# Using the information
1. Retype the bladder anatomy passage word for word, from "Again...the anatomy of" through "of the cancer.".
2. According to the bladder anatomy passage, what is the epithelium that lines the bladder called?
3. Decide whether each statement agrees with the bladder anatomy passage, answering yes or no and quoting the words that decide it: (a) The bladder is made up of three layers. (b) The lamina propria lies under the epithelium. (c) The muscularis mucosae is the true muscular layer of the bladder.

== Document excerpt

Again...the anatomy of the bladder....
The bladder itself is made up of four layers. These layers are important landmarks in determining how deeply the tumor has invaded and the ultimate stage of the cancer.
Epithelium: The epithelium, which lines the bladder and is in contact with the urine, is referred as transitional epithelium or urothelium. Most bladder cancers originate from the cells of this transitional epithelium. The urethra, ureters and the pelvis of the kidney are also lined by this transitional epithelium, therefore, the same types of cancers seen in the bladder can also occur in these sites.
Lamina propria: Under the epithelium is the lamina propria, a layer of connective tissue and blood vessels. Within the lamina propria, there is a thin and often discontinuous layer of smooth muscle called the muscularis mucosae. This superficial layer of smooth muscle is not to be confused with the true muscular layer of the bladder called the muscularis propria or detrusor muscle.

====
== Provided information

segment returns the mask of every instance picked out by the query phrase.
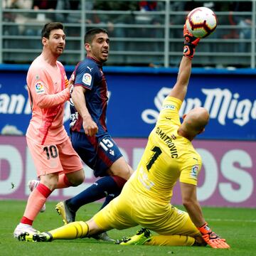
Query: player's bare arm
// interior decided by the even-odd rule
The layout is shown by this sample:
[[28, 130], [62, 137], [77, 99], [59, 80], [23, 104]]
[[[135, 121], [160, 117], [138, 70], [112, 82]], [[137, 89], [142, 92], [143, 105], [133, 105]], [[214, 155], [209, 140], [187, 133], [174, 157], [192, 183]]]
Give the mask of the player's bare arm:
[[82, 86], [74, 87], [71, 93], [72, 100], [78, 110], [79, 114], [82, 118], [82, 127], [85, 129], [86, 135], [94, 136], [98, 131], [96, 123], [92, 120], [87, 108], [85, 100], [85, 93], [86, 90]]
[[182, 203], [186, 208], [191, 220], [196, 227], [202, 226], [206, 220], [203, 217], [202, 209], [196, 198], [196, 186], [181, 182]]
[[191, 73], [191, 60], [188, 58], [182, 57], [178, 69], [177, 82], [171, 91], [169, 96], [174, 97], [181, 101], [184, 100]]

====

# Answers to the problems
1.
Again...the anatomy of the bladder....
The bladder itself is made up of four layers. These layers are important landmarks in determining how deeply the tumor has invaded and the ultimate stage of the cancer.

2. It is called transitional epithelium or urothelium.

3.
(a) No: "The bladder itself is made up of four layers."
(b) Yes: "Under the epithelium is the lamina propria, a layer of connective tissue and blood vessels."
(c) No: "This superficial layer of smooth muscle is not to be confused with the true muscular layer of the bladder called the muscularis propria or detrusor muscle."